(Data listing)
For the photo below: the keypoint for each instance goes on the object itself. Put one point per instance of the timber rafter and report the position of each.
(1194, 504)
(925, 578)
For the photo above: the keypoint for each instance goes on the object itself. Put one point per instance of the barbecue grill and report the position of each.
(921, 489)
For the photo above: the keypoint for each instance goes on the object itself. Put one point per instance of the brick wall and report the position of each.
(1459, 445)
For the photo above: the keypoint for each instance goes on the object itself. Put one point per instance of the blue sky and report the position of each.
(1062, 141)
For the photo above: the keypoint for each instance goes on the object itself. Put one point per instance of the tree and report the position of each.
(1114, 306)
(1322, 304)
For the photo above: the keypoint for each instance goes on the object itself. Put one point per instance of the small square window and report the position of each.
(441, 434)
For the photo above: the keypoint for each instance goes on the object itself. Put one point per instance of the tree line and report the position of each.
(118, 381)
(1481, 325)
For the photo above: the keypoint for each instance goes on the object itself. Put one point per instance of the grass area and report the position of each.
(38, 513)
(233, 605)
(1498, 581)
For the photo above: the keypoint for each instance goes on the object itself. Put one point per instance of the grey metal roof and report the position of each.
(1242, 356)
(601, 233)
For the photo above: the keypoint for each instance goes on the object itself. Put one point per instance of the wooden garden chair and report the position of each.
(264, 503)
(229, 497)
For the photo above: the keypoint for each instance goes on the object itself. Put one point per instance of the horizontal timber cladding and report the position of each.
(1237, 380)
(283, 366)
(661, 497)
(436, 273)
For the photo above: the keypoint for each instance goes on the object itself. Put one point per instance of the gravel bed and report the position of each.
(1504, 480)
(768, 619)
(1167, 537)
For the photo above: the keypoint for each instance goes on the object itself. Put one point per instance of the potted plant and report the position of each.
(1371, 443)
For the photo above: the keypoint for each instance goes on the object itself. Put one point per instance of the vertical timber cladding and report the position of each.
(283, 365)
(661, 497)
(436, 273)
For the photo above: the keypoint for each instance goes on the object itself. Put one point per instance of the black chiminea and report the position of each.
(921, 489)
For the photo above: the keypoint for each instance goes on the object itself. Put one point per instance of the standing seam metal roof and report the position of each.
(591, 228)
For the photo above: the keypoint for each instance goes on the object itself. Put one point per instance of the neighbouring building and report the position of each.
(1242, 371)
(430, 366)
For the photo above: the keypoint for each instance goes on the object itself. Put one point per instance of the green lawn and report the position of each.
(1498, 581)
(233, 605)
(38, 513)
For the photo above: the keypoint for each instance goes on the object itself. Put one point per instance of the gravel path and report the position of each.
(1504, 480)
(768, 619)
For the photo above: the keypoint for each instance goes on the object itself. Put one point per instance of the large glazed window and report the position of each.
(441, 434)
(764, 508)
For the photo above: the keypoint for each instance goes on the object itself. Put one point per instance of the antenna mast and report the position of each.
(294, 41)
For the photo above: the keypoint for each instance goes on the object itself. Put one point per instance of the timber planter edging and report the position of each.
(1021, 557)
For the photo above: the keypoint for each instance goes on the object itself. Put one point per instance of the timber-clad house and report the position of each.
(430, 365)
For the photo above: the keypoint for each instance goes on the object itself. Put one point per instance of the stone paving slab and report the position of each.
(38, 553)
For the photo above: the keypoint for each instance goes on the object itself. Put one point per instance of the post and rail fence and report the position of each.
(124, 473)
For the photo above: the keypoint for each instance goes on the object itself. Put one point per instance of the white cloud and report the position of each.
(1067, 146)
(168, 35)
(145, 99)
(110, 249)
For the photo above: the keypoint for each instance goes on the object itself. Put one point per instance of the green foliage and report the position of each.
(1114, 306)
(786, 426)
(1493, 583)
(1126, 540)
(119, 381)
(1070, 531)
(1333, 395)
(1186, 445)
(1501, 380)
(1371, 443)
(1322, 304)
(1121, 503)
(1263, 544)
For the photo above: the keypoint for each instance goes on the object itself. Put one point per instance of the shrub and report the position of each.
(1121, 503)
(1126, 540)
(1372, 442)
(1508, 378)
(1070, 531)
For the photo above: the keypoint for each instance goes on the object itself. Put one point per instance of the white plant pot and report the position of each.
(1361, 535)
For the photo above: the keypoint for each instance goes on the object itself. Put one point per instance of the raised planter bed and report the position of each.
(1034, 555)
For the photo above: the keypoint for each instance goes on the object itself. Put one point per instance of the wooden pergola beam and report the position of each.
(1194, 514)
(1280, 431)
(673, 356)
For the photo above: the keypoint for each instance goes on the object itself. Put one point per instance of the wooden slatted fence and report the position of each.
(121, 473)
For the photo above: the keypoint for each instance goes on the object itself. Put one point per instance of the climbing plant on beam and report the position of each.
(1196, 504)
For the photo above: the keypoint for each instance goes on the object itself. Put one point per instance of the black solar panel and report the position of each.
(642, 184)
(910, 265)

#### [Short task]
Output all records verbatim.

#### [Answer to the exercise]
For the photo below: the keypoint for each instance goes on the object itself. Put one point per instance of the timber rafter and report the position of each.
(1194, 504)
(925, 578)
For the photo above: the keypoint for each instance goes on the object itself. Put one point per instance of the barbecue grill and report the position of each.
(921, 489)
For the photo above: the keypoint for each instance goes on the object itself. Put one point per instance of the brick wall and report the position of each.
(1459, 445)
For the photo above: the keypoint for each instance goes on the object itself. Put one point per instance of the blue sky and report the position of each.
(1062, 141)
For the photo above: the keypoint for each instance goes on the object itself. Put one point per instance of the tree and report the position of each.
(1114, 306)
(1322, 304)
For the photo above: the keypoint for each instance goes on the object itself. Put one point per instance of the small square window and report the position of each.
(441, 434)
For the photo above: the keypoint for each instance goes on the object itself. Put one point per instance of the tree line and report the position of each.
(118, 381)
(1481, 325)
For the photo above: the keypoint for each instance goes on the object itself. Put one point per instance of the grass area and report the position of each.
(38, 513)
(233, 605)
(1498, 581)
For the photo above: the keypoint for each instance goes on the object itself. Put one point per instance of the grey metal roof and report the position of each.
(1242, 356)
(601, 233)
For the photo above: the keypoint for each instance goes on the object itself. Put one point per instance of the wooden garden chair and report the position of each.
(264, 503)
(229, 497)
For the photo above: the keypoint for each instance goes on the object itself. Put one point per instance of the horizontal timber cladding and report the position of each.
(1237, 380)
(283, 366)
(661, 497)
(436, 273)
For the photo above: the keypoint for each instance goes on the object itself. Put one point per instance of the gravel bed and report the position of each.
(1504, 480)
(768, 619)
(1167, 537)
For the photo above: the keypoint for each instance goes on the object itself. Put one point per instance of the potted plant and report the position of each.
(1371, 443)
For the photo above: the keypoint for each instance goes on the object itself. Put one point per instance of the vertical timber cladding and report the position of each.
(283, 365)
(661, 497)
(436, 273)
For the photo above: the keypoint for each instance goes on the object itself. Put one point per instance of the black chiminea and report the position of each.
(921, 489)
For the photo above: the keypoint for each instance goes on the object itself. Put one point per instance of the standing seam metal roof and report the position of each.
(591, 228)
For the photo above: the keypoint for each instance goes on the object itself. Put one point per instance of the neighbouring building and report the position of each.
(1242, 371)
(430, 366)
For the photo above: the keypoint for each instance goes on the object itself. Put one point per instance of the green lawn and report the position of each.
(1498, 581)
(233, 605)
(38, 513)
For the photo above: the keypoint for each instance goes on the object itself. Put one point per instance of the gravel path and report the position of each.
(1504, 480)
(768, 619)
For the photo above: the keypoint for each instance goes on the object itself. Put one point per instance of the large glazed window and report the position of each.
(441, 434)
(764, 508)
For the photo above: the keypoint for each instance goes on the object itself. Put one point per instance of the antenna mast and report the position of each.
(294, 41)
For the photo above: the keypoint for each instance goes on the object itself. Put one point per instance of the timber planter edging and report the position of each.
(1021, 557)
For the photo above: the keypoint for each instance goes on the object itself. Put one point per instance of the timber-clad house and report the position of each.
(430, 365)
For the photo above: the keypoint for each instance goes on the object itself. Put one point per instance of the stone paving slab and report the position of each.
(38, 553)
For the photo above: the keypoint for each instance goes on the object itself. Put one point per instance of the post and rail fence and report the position of each.
(124, 473)
For the photo above: the keypoint for each instance goes on the object itself. Put one point per instance of the white cloud and report the position of each.
(1067, 146)
(168, 35)
(145, 99)
(110, 249)
For the photo above: the keypoint for each instance goes on the object itself. Put one point per instance of the green foliage and report the position of each.
(1114, 306)
(786, 426)
(1493, 583)
(1126, 540)
(119, 381)
(1070, 531)
(1333, 395)
(1186, 445)
(1501, 380)
(1371, 443)
(1322, 304)
(1121, 503)
(1263, 544)
For the photo above: the keypoint for each instance goes on the object itself. Put one point per instance of the shrub and report the position of each.
(1121, 503)
(1126, 540)
(1372, 442)
(1508, 378)
(1070, 531)
For the photo above: the keypoint for each instance goes on the object itself. Put one point per instance of the white plant pot and report the position of each.
(1361, 535)
For the photo above: the keypoint for each instance goes on the object itself. Put one point per instance of the raised planter bed and report the position of each.
(1034, 555)
For the photo above: the keypoint for each instance goes on the object itself. Put one point per instance of the wooden pergola beam and report the position of each.
(1194, 514)
(1280, 431)
(673, 356)
For the photo above: the keypoint for each instance goes on the object itself. Put one point per instance of the wooden slatted fence and report the position of each.
(121, 473)
For the photo above: the keypoint for each instance goes on the object itself. Put one point per instance of the climbing plant on beam and report the position of each.
(1196, 504)
For the photo above: the keypoint for each instance goes on the object itself. Put one point per instance of the black solar panel and report the position of each.
(642, 184)
(910, 265)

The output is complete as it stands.